Records from a collection:
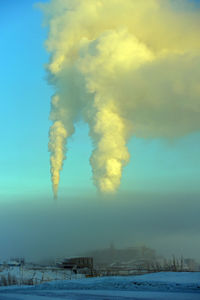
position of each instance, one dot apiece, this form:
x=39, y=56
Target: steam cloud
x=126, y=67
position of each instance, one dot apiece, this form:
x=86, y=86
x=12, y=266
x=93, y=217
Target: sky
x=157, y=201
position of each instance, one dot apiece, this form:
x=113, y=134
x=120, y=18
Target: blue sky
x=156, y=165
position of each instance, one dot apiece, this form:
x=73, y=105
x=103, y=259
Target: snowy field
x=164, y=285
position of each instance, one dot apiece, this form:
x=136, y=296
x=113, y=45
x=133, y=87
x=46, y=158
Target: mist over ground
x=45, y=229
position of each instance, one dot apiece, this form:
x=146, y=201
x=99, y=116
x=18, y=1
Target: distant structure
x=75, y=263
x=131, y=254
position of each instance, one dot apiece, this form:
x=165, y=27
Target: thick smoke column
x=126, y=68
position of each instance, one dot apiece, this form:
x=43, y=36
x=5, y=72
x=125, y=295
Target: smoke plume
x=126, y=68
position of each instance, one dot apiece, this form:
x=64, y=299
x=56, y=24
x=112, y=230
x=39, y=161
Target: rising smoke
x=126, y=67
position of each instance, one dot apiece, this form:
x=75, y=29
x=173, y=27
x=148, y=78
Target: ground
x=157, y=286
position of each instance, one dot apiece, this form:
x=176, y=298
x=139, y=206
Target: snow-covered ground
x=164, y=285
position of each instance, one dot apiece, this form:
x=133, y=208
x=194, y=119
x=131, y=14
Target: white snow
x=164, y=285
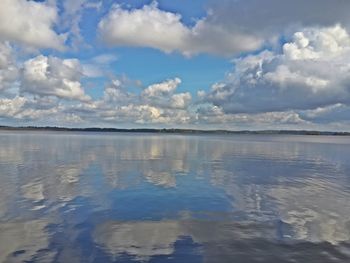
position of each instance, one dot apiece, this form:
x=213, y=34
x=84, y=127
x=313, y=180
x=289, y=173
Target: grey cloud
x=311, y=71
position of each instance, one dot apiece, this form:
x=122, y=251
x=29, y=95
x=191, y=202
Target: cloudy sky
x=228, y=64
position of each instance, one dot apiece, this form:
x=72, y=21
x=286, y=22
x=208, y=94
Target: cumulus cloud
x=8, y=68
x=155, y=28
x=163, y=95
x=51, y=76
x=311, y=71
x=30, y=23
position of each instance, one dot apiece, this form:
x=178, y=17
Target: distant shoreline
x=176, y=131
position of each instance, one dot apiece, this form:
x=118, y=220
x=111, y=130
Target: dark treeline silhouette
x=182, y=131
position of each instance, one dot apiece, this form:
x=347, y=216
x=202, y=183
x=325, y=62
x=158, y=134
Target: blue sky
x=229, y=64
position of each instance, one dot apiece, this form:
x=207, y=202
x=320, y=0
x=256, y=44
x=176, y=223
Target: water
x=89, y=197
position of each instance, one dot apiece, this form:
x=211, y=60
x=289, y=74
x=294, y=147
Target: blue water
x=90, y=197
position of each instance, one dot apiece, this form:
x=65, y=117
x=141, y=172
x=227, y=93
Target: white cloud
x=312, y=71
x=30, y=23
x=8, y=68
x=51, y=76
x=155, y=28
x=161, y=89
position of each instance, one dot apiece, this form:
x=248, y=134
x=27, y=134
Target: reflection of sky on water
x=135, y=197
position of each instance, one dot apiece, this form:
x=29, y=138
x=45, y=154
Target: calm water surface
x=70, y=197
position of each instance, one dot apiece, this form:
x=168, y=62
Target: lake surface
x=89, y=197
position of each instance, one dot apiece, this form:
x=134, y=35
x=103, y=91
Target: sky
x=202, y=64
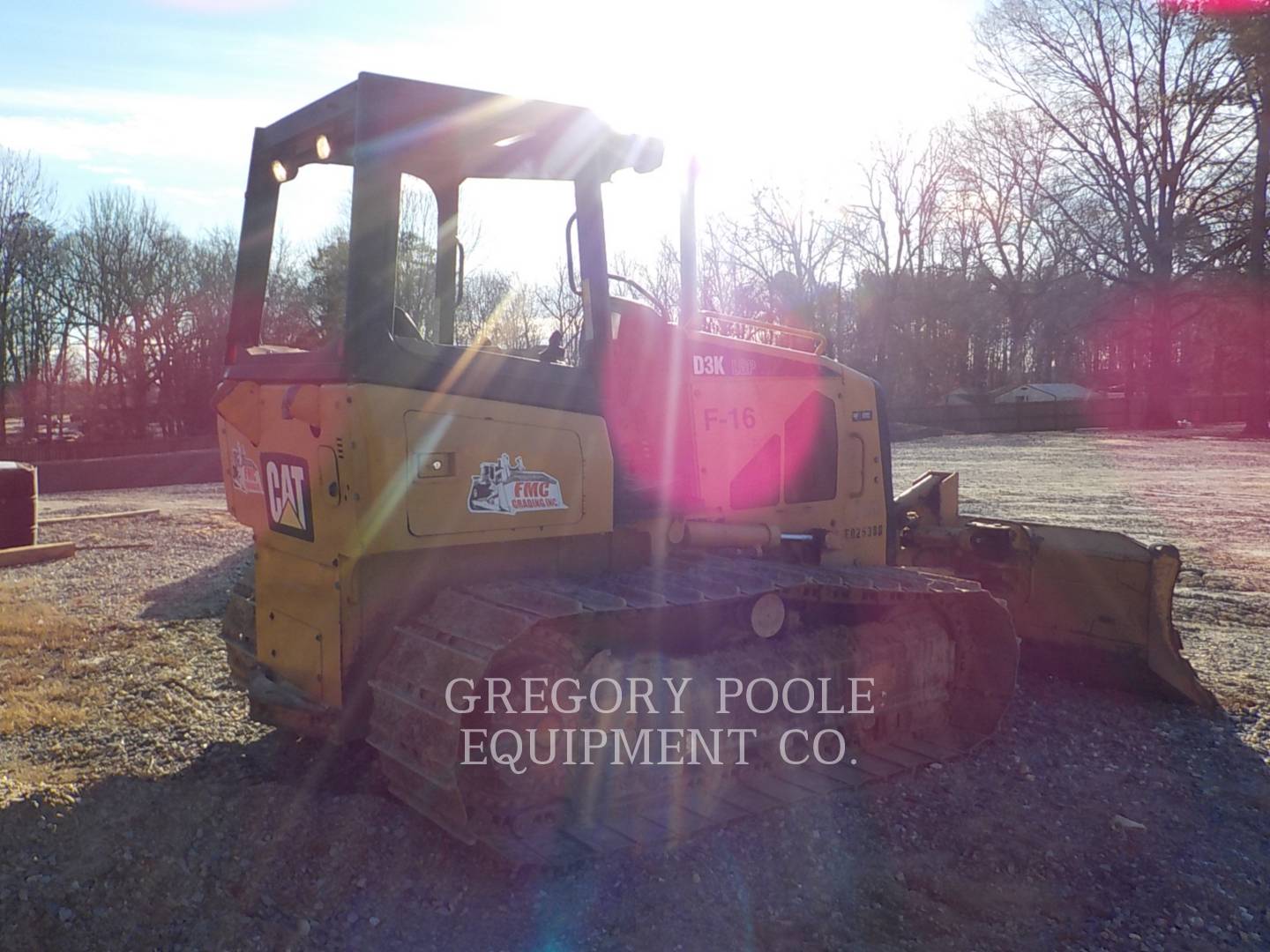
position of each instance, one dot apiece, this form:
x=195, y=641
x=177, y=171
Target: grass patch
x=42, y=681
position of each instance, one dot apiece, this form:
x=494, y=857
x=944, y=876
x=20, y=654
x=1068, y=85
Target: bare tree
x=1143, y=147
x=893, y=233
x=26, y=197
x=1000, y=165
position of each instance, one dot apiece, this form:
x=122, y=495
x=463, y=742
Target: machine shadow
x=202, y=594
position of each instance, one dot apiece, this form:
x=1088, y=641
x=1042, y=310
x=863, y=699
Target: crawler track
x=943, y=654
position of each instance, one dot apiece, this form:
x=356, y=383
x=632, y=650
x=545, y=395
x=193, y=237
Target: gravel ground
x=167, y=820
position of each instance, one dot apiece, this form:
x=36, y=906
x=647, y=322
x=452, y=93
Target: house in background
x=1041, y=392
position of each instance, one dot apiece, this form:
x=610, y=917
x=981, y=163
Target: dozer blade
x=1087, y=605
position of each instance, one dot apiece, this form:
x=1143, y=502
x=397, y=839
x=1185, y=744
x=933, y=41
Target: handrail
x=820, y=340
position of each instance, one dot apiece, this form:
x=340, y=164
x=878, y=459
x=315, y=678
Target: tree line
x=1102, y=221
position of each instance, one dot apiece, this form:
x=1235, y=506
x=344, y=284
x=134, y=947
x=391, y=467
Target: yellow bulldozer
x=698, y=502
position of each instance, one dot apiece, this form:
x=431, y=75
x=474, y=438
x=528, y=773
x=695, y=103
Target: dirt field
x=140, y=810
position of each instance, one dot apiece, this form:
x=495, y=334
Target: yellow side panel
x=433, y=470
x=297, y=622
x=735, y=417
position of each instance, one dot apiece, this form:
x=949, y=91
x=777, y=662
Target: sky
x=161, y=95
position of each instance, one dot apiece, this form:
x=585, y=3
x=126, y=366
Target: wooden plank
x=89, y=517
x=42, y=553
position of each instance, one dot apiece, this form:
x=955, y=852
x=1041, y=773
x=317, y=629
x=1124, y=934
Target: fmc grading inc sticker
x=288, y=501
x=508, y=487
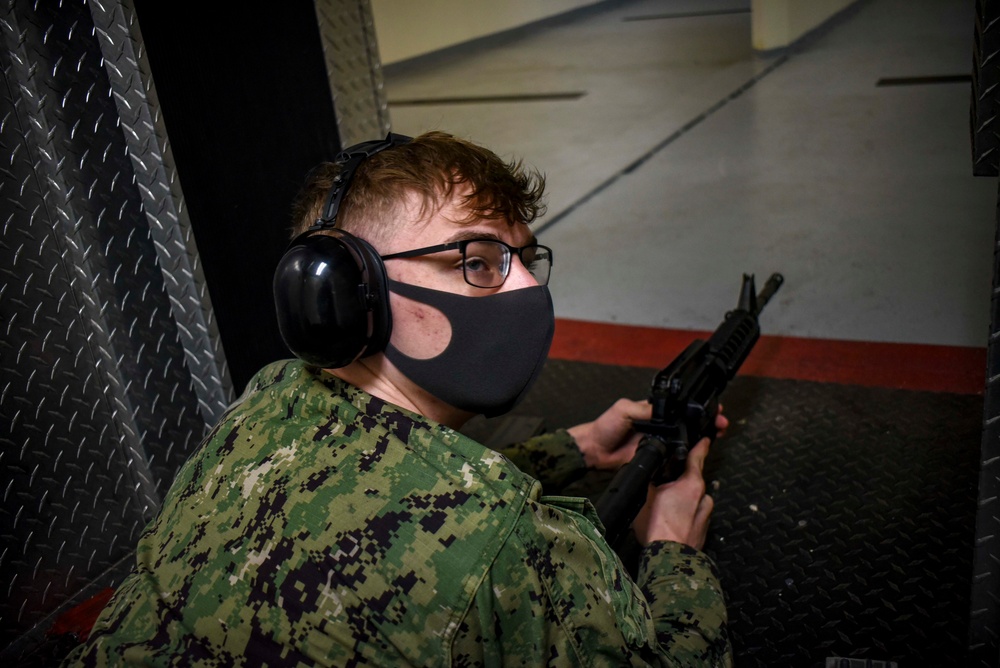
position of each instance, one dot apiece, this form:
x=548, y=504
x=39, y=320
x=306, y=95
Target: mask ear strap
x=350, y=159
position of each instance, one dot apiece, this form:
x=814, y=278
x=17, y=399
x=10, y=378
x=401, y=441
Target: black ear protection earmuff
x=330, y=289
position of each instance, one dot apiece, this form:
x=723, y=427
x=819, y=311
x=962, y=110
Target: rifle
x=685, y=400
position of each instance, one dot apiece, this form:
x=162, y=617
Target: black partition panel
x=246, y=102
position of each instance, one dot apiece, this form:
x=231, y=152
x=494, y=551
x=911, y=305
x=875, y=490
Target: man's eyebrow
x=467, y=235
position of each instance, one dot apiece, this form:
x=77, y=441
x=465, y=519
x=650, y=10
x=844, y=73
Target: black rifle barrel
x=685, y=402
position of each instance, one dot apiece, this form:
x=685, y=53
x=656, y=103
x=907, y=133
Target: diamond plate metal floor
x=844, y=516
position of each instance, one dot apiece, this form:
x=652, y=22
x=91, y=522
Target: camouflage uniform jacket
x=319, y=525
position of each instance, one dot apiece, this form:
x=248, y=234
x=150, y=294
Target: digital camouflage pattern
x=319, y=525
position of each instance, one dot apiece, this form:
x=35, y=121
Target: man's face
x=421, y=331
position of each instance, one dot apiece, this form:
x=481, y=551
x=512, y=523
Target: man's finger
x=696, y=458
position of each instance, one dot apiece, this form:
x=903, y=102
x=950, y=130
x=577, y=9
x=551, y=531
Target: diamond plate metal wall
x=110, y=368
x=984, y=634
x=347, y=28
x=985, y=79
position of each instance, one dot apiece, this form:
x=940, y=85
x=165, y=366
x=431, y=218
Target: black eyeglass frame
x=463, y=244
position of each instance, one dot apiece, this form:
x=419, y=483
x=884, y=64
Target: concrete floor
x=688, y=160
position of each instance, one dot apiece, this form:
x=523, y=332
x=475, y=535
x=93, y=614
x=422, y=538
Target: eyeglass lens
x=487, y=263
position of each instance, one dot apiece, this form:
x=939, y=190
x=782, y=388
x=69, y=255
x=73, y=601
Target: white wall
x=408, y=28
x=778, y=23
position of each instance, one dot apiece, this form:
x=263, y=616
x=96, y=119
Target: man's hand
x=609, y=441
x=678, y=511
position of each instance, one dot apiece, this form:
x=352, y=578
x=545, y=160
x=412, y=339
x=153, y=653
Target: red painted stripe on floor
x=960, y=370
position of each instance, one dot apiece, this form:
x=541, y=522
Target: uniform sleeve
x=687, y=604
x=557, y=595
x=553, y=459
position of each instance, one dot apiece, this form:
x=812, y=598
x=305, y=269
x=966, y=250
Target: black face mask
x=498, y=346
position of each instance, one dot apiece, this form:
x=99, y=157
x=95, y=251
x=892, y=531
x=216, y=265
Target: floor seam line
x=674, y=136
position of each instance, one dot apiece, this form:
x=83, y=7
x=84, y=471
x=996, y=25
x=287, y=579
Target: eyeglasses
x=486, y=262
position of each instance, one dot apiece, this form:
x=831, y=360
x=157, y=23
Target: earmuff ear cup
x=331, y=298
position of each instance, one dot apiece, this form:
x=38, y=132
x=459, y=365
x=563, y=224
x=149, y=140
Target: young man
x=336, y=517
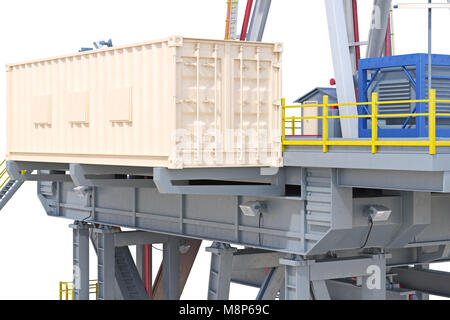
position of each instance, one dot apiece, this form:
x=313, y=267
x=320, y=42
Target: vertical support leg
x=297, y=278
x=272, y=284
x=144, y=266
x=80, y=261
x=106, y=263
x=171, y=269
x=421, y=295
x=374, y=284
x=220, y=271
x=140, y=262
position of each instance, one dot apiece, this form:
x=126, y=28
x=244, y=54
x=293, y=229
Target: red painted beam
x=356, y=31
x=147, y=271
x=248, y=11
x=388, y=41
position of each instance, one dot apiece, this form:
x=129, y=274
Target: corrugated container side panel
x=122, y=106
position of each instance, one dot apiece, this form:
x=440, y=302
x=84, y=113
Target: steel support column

_Requirement_:
Print word for word the stretch of lines above, from the start through the line "x=131, y=254", leaving the pictures out of your answer.

_Response for this exercise_:
position of each instance, one dot apiece, this form:
x=39, y=56
Target: steam cloud
x=126, y=67
position of each instance, one dot apiece, this form:
x=86, y=86
x=12, y=266
x=93, y=217
Target: sky
x=157, y=201
position of each instance, one dot apiece, this form:
x=113, y=134
x=120, y=18
Target: blue sky
x=156, y=165
position of each instance, one dot apiece, this form:
x=73, y=105
x=103, y=259
Target: snowy field
x=164, y=285
position of each instance, one dot apiece, this form:
x=136, y=296
x=113, y=45
x=133, y=87
x=46, y=158
Target: mist over ground
x=45, y=229
position of each instance, one dot apiece, this form:
x=146, y=201
x=99, y=116
x=18, y=1
Target: distant structure
x=75, y=263
x=131, y=254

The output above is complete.